Jobs
a) In the passage on reconnecting with friends, what does Reich say friendships are like?
b) Condense the paragraph of the passage on reconnecting with friends that begins "If you find it hard to make the time" into a short bulleted list that keeps its main points.
c) Carry on the passage on reconnecting with friends from its final line, in the same tone.
## Start Excerpted passage
If you find it hard to make the time, Reich suggests asking yourself whether your life reflects your values. If friends are last on your list of priorities, you'll never get around to cultivating those relationships. "Friendships are like gardens," she says. "They need to be taken care of or the weeds take over."

Rules of reconnection
Based on Wendy's experience, here's what you might expect as part of your own personal friendship project:

People don't change.
If you were always the one to make plans when you saw each other regularly, don't expect your friend to come up with ideas now.

People do change.
Though you and a childhood pal were once able to gab for hours, you may no longer have anything in common.

You've changed.
If the vibes between you and an old friend seem strained, sometimes it's not them—it's you. Less leisure time affords little patience for wafflers (friends who have arrived late or cancelled more than once). Prioritizing a friendship is a two-way street; otherwise, you're
just talking to yourself.

Nothing changes.
You can go five years without seeing someone and then pick up right where you left off. It's quite amazing, actually!
## End Excerpted passage
## Start Excerpted records
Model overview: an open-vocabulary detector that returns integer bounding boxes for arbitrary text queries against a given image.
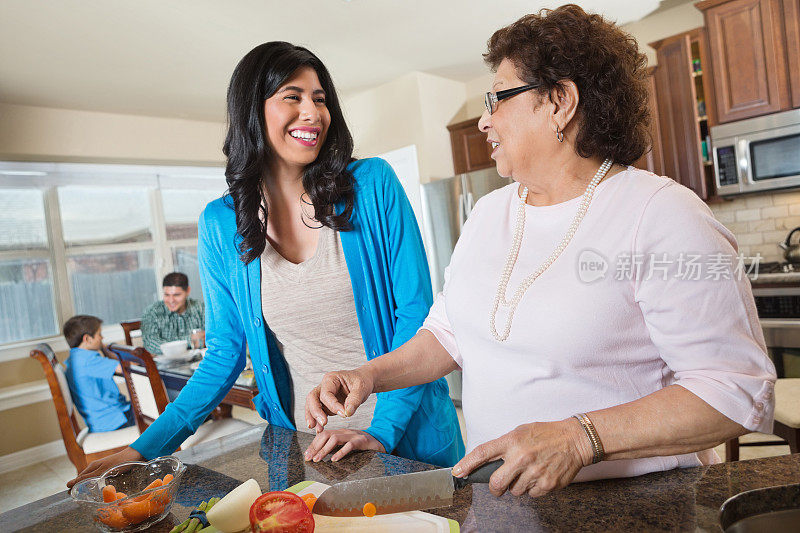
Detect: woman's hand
[67,446,144,489]
[453,418,592,498]
[306,366,374,433]
[304,429,386,463]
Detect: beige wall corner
[622,3,705,65]
[417,72,467,181]
[0,400,61,455]
[0,104,225,164]
[342,72,466,183]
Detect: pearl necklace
[489,159,613,342]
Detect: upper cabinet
[447,117,494,174]
[633,67,665,176]
[697,0,800,122]
[650,28,715,200]
[783,0,800,107]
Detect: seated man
[63,315,134,432]
[142,272,205,355]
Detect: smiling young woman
[71,42,464,483]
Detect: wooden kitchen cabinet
[650,28,716,200]
[447,117,494,174]
[783,0,800,107]
[696,0,800,122]
[633,66,664,176]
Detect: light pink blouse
[422,167,775,481]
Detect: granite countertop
[0,425,800,532]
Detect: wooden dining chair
[106,343,169,431]
[30,343,139,472]
[119,320,142,346]
[725,378,800,461]
[108,344,253,448]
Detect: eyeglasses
[483,83,539,115]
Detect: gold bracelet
[572,413,606,464]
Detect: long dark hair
[222,41,355,264]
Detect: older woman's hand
[453,418,592,497]
[306,367,374,433]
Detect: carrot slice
[134,479,164,502]
[97,506,130,529]
[103,485,117,503]
[121,499,153,524]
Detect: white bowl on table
[161,340,190,359]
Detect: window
[58,186,154,247]
[0,161,226,345]
[0,188,59,344]
[161,189,222,240]
[67,250,159,324]
[161,189,222,300]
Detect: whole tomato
[250,492,314,533]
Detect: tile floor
[0,407,789,512]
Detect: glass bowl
[69,455,186,533]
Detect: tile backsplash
[709,191,800,262]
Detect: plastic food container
[69,455,186,533]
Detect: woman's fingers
[306,386,328,433]
[508,465,536,496]
[453,437,505,477]
[67,446,143,488]
[303,431,330,461]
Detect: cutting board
[286,481,459,533]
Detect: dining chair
[119,320,142,346]
[108,343,253,448]
[725,378,800,461]
[30,343,139,472]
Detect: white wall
[0,103,225,164]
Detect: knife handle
[453,459,503,489]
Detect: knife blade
[314,459,503,516]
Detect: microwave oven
[711,109,800,196]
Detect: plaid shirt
[142,298,206,355]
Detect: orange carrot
[103,485,117,503]
[362,502,378,517]
[97,506,130,529]
[134,479,164,502]
[121,499,153,524]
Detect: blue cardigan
[131,158,464,466]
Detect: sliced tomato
[250,492,314,533]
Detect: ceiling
[0,0,664,121]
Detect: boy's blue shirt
[64,348,131,432]
[132,158,464,466]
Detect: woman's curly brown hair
[483,4,651,165]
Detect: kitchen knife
[314,459,503,516]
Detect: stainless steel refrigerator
[420,167,511,405]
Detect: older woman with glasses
[306,5,775,496]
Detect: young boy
[63,315,134,433]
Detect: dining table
[0,424,800,533]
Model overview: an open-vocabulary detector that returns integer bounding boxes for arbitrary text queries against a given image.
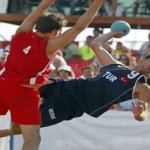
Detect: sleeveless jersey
[66,64,146,117]
[0,32,51,84]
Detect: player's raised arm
[132,83,150,121]
[91,20,131,66]
[91,32,121,66]
[47,0,105,56]
[16,0,55,33]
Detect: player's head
[35,13,68,34]
[138,54,150,74]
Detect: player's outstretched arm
[132,83,150,121]
[16,0,55,33]
[91,32,122,66]
[46,0,105,56]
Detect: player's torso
[1,32,50,84]
[79,64,145,117]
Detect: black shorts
[39,81,83,127]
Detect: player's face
[143,59,150,73]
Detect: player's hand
[114,32,123,38]
[131,100,145,120]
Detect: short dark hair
[35,13,68,33]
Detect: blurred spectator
[53,0,85,15]
[79,66,94,79]
[57,65,75,80]
[104,0,125,17]
[71,0,93,15]
[78,36,95,61]
[133,0,150,17]
[61,41,79,61]
[93,28,103,39]
[138,33,150,58]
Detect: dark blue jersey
[66,64,145,117]
[40,64,145,126]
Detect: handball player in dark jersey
[1,32,150,136]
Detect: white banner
[0,113,10,150]
[11,110,150,150]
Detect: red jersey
[0,32,51,84]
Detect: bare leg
[20,125,41,150]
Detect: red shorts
[0,78,41,125]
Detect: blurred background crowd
[0,0,150,110]
[0,0,150,17]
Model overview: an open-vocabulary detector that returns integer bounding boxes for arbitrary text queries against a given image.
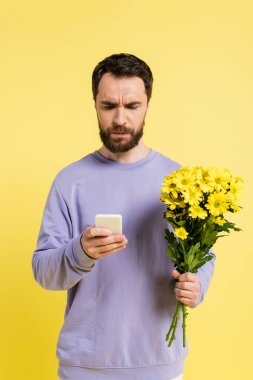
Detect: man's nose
[113,106,126,125]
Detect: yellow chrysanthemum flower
[205,191,229,216]
[183,187,203,206]
[161,175,178,198]
[211,216,226,226]
[173,167,195,191]
[174,227,189,240]
[189,206,207,219]
[165,211,175,218]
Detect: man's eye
[127,105,138,110]
[103,104,115,110]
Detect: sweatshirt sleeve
[32,179,96,290]
[190,250,216,308]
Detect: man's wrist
[80,234,97,260]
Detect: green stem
[166,301,183,347]
[182,304,188,347]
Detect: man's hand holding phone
[81,215,128,259]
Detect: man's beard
[98,120,145,153]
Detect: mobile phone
[95,214,122,234]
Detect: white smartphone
[95,214,122,234]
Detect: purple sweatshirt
[32,150,215,380]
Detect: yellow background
[0,0,253,380]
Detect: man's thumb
[171,269,180,279]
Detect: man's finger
[179,272,198,282]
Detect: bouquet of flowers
[160,166,243,347]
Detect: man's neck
[98,142,151,163]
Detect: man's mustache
[107,125,133,135]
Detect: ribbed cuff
[73,234,96,269]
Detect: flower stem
[182,304,188,347]
[166,301,184,347]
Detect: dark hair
[92,53,153,102]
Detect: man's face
[95,73,148,153]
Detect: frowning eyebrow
[101,100,142,106]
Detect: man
[32,54,215,380]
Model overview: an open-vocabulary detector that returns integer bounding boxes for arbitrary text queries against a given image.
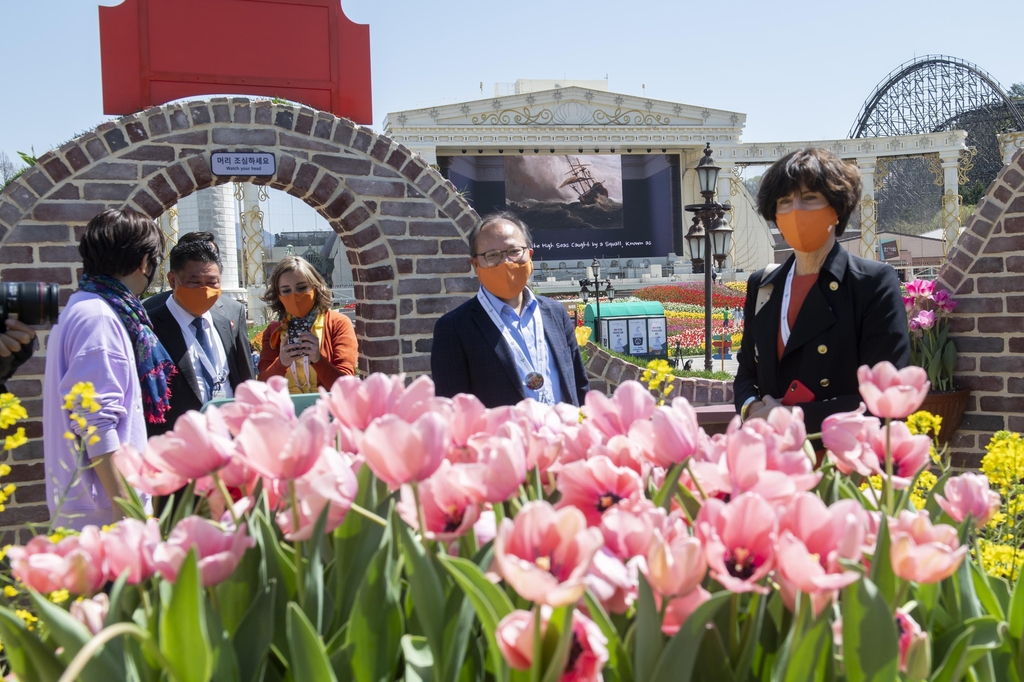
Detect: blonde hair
[262,256,334,319]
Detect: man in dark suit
[430,212,590,408]
[143,232,254,436]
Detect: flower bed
[0,361,1024,682]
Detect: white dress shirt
[167,294,234,402]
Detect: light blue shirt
[480,287,562,403]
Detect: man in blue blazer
[430,212,590,408]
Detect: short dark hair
[466,211,534,256]
[78,209,164,278]
[758,147,861,237]
[168,232,223,272]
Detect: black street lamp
[684,142,732,372]
[580,258,615,345]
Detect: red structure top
[99,0,373,124]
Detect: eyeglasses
[473,247,528,266]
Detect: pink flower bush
[557,455,641,525]
[321,373,434,431]
[495,609,608,682]
[889,510,967,584]
[395,461,480,542]
[7,525,106,596]
[364,409,449,489]
[494,502,603,606]
[101,518,162,585]
[153,516,256,587]
[584,381,654,438]
[857,360,929,419]
[70,592,111,635]
[694,493,777,594]
[821,402,885,476]
[641,516,708,599]
[935,473,1000,528]
[142,406,234,478]
[775,493,867,613]
[276,447,359,541]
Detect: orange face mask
[278,289,316,317]
[775,206,839,253]
[174,285,220,317]
[476,260,534,300]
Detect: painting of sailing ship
[505,155,623,232]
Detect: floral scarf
[78,275,178,424]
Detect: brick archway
[0,97,477,526]
[938,150,1024,467]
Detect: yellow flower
[14,608,39,630]
[3,426,29,450]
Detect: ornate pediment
[384,86,746,133]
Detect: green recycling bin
[583,301,669,359]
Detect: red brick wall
[0,97,477,527]
[937,151,1024,467]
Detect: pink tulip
[102,518,162,585]
[114,436,188,495]
[889,510,967,584]
[321,373,434,431]
[276,448,359,541]
[896,607,931,680]
[236,399,330,480]
[935,473,1000,528]
[600,499,666,561]
[587,432,650,479]
[153,516,256,587]
[456,424,526,503]
[906,280,935,298]
[7,525,106,595]
[911,310,935,329]
[395,461,480,543]
[584,381,655,438]
[640,516,708,599]
[220,377,295,435]
[634,397,700,469]
[495,609,608,682]
[775,493,867,613]
[654,585,711,637]
[694,493,776,594]
[870,422,932,489]
[584,547,639,613]
[821,402,885,476]
[364,409,449,489]
[71,592,111,635]
[557,455,643,525]
[142,406,234,478]
[857,360,929,419]
[494,501,603,606]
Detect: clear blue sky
[0,0,1024,166]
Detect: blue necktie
[190,317,213,400]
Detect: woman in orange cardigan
[259,256,358,393]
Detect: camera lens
[0,282,60,325]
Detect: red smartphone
[782,379,814,408]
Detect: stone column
[939,150,961,254]
[236,182,266,287]
[857,157,879,260]
[157,201,178,289]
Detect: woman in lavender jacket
[43,210,176,528]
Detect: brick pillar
[857,157,879,260]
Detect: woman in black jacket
[734,148,910,434]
## End Excerpted records
Answers to the exercises
a) Gardens.

b)
- If finding time is hard, Reich suggests asking whether your life reflects your values.
- Relationships that sit last among your priorities will never get cultivated.
- Reich says friendships are like gardens: they need care, or the weeds take over.

c)
Three ways friends are great for your mental health
Personal relationships have a positive effect on our well-being and offer great rewards, says psychotherapist Sandra Reich. One-on-one connections can:

1. Boost happiness and relieve stress by allowing you to express emotion
"When you get together with people you enjoy spending time with, emotions get released through laughing or crying, and there's this incredible stress release for your body."

2. Encourage you to recognize your strengths and accept your weaknesses
"When we honestly share our experiences and challenges, most times a friend will
say, ‘Me, too!' That reduces shame and guilt. When facing a friend, you get another perspective on your life."

3. Help you deal with trauma and give you strength to bounce back
"Being with people we care about is a sort of litmus test. Are we loved? Are we able to express love? Do we have people to turn to in times of trouble? Face-to-face relationships remind you that people care."